TEKS PILIHAN:
* * *

Menurut Hakim, Gas Air Mata Tak Sampai Tribun Tempat Kepanikan Penonton
SURABAYA – Dua di antara tiga polisi terdakwa tragedi Kanjuruhan dinyatakan tidak bersalah oleh majelis hakim Pengadilan Negeri Surabaya kemarin (16/3). Perbuatan kedua terdakwa dianggap tidak berkaitan dengan meninggalnya 135 Aremania, 24 orang luka berat, dan 623 korban luka ringan dalam tragedi di Stadion Kanjuruhan, Kabupaten Malang, pada 1 Oktober 2022.
Dua terdakwa tersebut adalah eks Kabagops Polres Malang Kompol Wahyu Setyo Pranoto dan eks Kasat Samapta Polres Malang AKP Bambang Sidik Achmadi. Satu terdakwa lain, eks Komandan Kompi III Brimob Polda Jatim AKP Hasdarmawan, dinyatakan terbukti bersalah dan dihukum pidana 1,5 tahun penjara.
Majelis hakim yang diketuai Abu Achmad Sidqi Amsya serta dua anggota, I Ketut Kimiarsa dan Mangapul, berpendapat bahwa asap gas air mata yang ditembakkan Bripda Satriyo Aji Lesmono dan Bripda Willy Adam Aldy di lapangan atas perintah terdakwa Bambang tidak sampai ke tribun stadion.
Asap itu hilang tertiup angin tidak lama setelah ditembakkan. ”Penembakan yang diperintahkan terdakwa kepada anak buahnya mengarah ke tengah lapangan. Asap terdorong angin menuju selatan sampai sisi lapangan.
Tidak sampai ke tribun selatan tempat kepanikan suporter,” kata hakim Abu saat membacakan pertimbangan putusan untuk terdakwa Bambang di PN Surabaya kemarin (16/3).
Menurut majelis hakim, tidak ada hubungan sebab akibat antara perintah penembakan gas air mata yang dilakukan terdakwa Bambang dan kepanikan Aremania di tribun selatan hingga banyak korban tewas.

* * *

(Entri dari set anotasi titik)
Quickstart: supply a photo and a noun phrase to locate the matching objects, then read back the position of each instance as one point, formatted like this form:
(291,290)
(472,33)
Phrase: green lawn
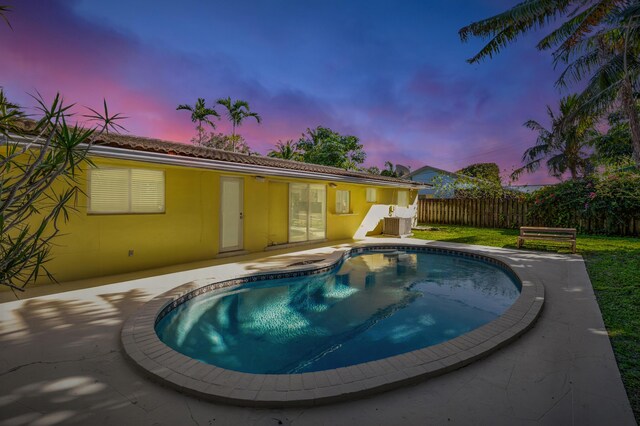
(613,264)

* * *

ARAHAN TUGAS 1:
Tentukan apakah setiap pernyataan berikut sesuai dengan berita putusan Kanjuruhan: (a) majelis hakim diketuai oleh Abu Achmad Sidqi Amsya; (b) AKP Hasdarmawan dinyatakan tidak bersalah; (c) asap gas air mata terdorong angin ke arah utara. Jawab ya atau tidak untuk masing-masing, disertai kutipan persis dari teks yang menjadi penentunya.
ARAHAN TUGAS 2:
Ulangi persis bagian dari berita putusan Kanjuruhan, mulai dari "Asap itu hilang" dan terus hingga "sampai sisi lapangan.".

JAWABAN 1:
(a) Ya: "Majelis hakim yang diketuai Abu Achmad Sidqi Amsya"
(b) Tidak: "dinyatakan terbukti bersalah dan dihukum pidana 1,5 tahun penjara"
(c) Tidak: "Asap terdorong angin menuju selatan sampai sisi lapangan."

JAWABAN 2:
Asap itu hilang tertiup angin tidak lama setelah ditembakkan. ”Penembakan yang diperintahkan terdakwa kepada anak buahnya mengarah ke tengah lapangan. Asap terdorong angin menuju selatan sampai sisi lapangan.